View this table: [in this window] [in a new window]   Table 1. Experimental Groups, Treatment, and Size of Implanted Stents

Animal Preparation
Experiments were performed in cross-bred Landrace-Yorkshire pigs (20 to 28 kg in weight; HVC) as described previously.²⁹ The investigations were carried out according to a protocol approved by the Committee on Experimental Animals of Erasmus University. After an overnight fast, the animals were sedated with 20 mg/kg ketamine hydrochloride. After endotracheal intubation, the pigs were connected to a ventilator that administered a mixture of oxygen and nitrous oxide (1:2, v/v). Anesthesia was maintained with 1 to 4 vol% enflurane. Antibiotic prophylaxis was administered by an intramuscular injection of 1000 mg of a mixture of procaine penicillin G and benzathine penicillin G. Under sterile conditions and after additional local anesthesia of the skin with lidocaine 2%, an arteriotomy of the left carotid artery was performed, and a 9F introduction sheath was placed. Heparin sodium (10 000 IU) was administered, and a 9F guiding catheter was advanced to the ascending aorta. After measurement of arterial blood pressure and heart rate and after withdrawal of an arterial blood sample for the measurement of blood gases and acid-base balance (settings of the ventilator were corrected if necessary), coronary angiography was performed with iopamidol (Iopamiro 370) as contrast agent. Seventy-eight animals underwent the catheterization procedures. Of these, 9 animals were excluded from final analysis due to the following reasons. In 3 animals, a stent was not implanted due to a coronary artery anomaly, air embolism at baseline angiography, and spontaneous arrhythmias, respectively. Complications during stent implantation (ventricular fibrillation or arrest during balloon inflation or balloon rupture) occurred in 3 other animals. Postoperative problems (aspiration hypoxia, reanesthesia for postoperative bleeding, and a leg problem) were the reason for premature withdrawal in 3 additional animals and were considered to be unrelated to stent placement.

Pointing data for referring expressions
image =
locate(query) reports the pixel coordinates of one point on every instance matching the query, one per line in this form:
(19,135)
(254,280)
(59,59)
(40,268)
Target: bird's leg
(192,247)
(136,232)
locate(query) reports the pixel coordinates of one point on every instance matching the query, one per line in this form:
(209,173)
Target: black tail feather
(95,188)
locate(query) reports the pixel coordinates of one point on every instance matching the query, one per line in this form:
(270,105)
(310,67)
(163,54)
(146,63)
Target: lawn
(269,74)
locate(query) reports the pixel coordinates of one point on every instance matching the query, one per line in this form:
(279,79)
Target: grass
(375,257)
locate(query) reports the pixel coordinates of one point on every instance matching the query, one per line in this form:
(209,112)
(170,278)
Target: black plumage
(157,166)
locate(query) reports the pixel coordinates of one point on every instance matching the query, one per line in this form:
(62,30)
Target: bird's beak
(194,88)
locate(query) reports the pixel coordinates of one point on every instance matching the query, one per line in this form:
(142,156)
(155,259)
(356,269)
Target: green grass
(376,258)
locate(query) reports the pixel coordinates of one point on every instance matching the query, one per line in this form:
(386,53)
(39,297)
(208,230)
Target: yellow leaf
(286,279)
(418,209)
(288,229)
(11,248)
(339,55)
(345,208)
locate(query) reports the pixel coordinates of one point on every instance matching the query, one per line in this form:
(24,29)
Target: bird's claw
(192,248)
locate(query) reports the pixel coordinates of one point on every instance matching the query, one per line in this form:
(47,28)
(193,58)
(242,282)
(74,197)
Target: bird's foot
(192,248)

## Instructions to follow
Continue the text on the stent experiments in pigs, starting after its last sentence.

## Response to the task
Final analysis was performed for 69 animals, in which stent implantation was successful and no adverse events were observed.

Stent Implantation
Based on the angiograms and with the diameter of the guiding catheter used as a reference, a segment with a diameter of 2.5 to 3.5 mm was selected in the proximal LAD using on-line quantitative coronary arteriography after intracoronary injection of 1 mg isosorbide dinitrate. Side branches were not avoided, but stents were not placed at curved coronary artery segments. Then, a heparin-coated or a regular stent (in alternate order) crimped on its deflated balloon was advanced over a 0.014-inch steerable guide wire to the preselected site for implantation. The balloon was inflated to a pressure of 6 atm for 30 seconds and then deflated, and negative pressure was maintained for 20 seconds. The catheter was then slowly withdrawn while leaving the stent in place. After repeat angiography of the stented coronary artery, the guiding catheter and the introducer sheath were removed, the arteriotomy was repaired, the skin was closed in two layers, and the animals were allowed to recover from anesthesia. Animals receiving the control stents and the three types of heparin-coated stents were assigned to seven groups (Table 1). Fifteen animals did not receive antithrombotic prophylaxis after the procedure (groups 1 and 4). Forty-nine animals received 300 mg acetylsalicylic acid/day PO, starting the day before implantation; this treatment was continued daily during the follow-up period.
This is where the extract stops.